Já se vê, portanto, que o que o sacado afirma não é propriamente que o cheque se extraviou, mas, sim, que o sacador lhe comunicou que isso tinha acontecido. Ora, na realidade, foi essa, exactamente, a comunicação que lhe foi feita pelo sacador.
Mas, se assim é, se o declarado coincide com o realmente acontecido, então, da declaração do sacado não consta nenhum facto falso e, portanto, pelo facto de este a ter exarado no verso do título, o sacador não cometeu o crime previsto e punido pelo artigo 228º, nºs 1, alínea b), e 2”.
O que é falso é o facto comunicado pelo arguido ao banco; não os cheques. Mas, esse facto é exterior aos cheques.

● ● ●

### PEDIDO 1
Reúna todas as linhas dos registos que contenham a cadeia "throated".

### INFORMAÇÃO APRESENTADA
● ● ●

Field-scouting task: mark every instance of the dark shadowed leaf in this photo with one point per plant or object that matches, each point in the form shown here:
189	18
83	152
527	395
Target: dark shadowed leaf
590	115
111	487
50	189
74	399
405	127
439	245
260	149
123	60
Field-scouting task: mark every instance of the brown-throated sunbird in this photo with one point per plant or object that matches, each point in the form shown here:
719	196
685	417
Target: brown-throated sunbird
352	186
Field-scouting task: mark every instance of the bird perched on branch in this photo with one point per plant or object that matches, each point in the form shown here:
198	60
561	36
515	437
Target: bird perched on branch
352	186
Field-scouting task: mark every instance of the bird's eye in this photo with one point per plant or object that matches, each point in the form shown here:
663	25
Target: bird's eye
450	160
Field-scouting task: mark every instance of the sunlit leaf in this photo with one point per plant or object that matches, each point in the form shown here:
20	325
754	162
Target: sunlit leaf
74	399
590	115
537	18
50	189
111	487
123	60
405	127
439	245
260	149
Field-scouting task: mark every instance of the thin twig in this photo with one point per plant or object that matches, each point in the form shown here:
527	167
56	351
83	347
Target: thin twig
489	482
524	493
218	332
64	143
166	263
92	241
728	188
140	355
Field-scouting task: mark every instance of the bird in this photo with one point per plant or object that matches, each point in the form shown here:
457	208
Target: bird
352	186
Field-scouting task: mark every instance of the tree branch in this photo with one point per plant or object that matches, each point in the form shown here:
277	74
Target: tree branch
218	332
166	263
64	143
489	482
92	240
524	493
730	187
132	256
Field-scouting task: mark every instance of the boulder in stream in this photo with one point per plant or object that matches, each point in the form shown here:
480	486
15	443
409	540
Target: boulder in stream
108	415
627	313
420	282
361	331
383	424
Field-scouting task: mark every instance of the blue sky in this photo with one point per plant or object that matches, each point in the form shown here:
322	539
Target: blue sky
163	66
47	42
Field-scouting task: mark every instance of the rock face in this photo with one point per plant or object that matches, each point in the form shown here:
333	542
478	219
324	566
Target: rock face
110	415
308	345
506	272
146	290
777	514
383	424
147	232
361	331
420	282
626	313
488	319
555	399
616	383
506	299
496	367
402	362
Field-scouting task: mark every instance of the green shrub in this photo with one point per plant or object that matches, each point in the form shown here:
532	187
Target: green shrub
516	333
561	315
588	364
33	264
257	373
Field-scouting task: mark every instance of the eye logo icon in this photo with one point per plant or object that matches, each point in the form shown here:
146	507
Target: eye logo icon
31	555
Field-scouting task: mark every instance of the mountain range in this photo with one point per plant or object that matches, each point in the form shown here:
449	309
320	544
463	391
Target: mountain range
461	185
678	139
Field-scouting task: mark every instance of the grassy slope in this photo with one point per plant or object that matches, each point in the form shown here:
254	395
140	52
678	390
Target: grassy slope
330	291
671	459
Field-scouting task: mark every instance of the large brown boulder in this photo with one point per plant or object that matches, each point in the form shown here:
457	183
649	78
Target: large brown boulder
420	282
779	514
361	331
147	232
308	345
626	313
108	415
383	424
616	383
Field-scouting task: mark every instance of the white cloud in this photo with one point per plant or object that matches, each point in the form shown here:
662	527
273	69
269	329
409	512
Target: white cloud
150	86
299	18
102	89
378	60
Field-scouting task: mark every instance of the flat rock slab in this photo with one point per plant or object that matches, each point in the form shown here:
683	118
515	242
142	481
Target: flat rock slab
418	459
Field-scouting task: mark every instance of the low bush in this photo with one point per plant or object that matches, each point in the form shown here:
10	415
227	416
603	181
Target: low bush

● ● ●

### PEDIDO 2
No texto citado, substitua "sacador" por "emitente" no trecho entre "Já se vê, portanto, que" e "exterior aos cheques.", inclusive, e apresente esse trecho já alterado.

### RESPOSTA COMPLETA 1
Field-scouting task: mark every instance of the brown-throated sunbird in this photo with one point per plant or object that matches, each point in the form shown here:
Target: brown-throated sunbird

### RESPOSTA COMPLETA 2
Já se vê, portanto, que o que o sacado afirma não é propriamente que o cheque se extraviou, mas, sim, que o emitente lhe comunicou que isso tinha acontecido. Ora, na realidade, foi essa, exactamente, a comunicação que lhe foi feita pelo emitente.
Mas, se assim é, se o declarado coincide com o realmente acontecido, então, da declaração do sacado não consta nenhum facto falso e, portanto, pelo facto de este a ter exarado no verso do título, o emitente não cometeu o crime previsto e punido pelo artigo 228º, nºs 1, alínea b), e 2”.
O que é falso é o facto comunicado pelo arguido ao banco; não os cheques. Mas, esse facto é exterior aos cheques.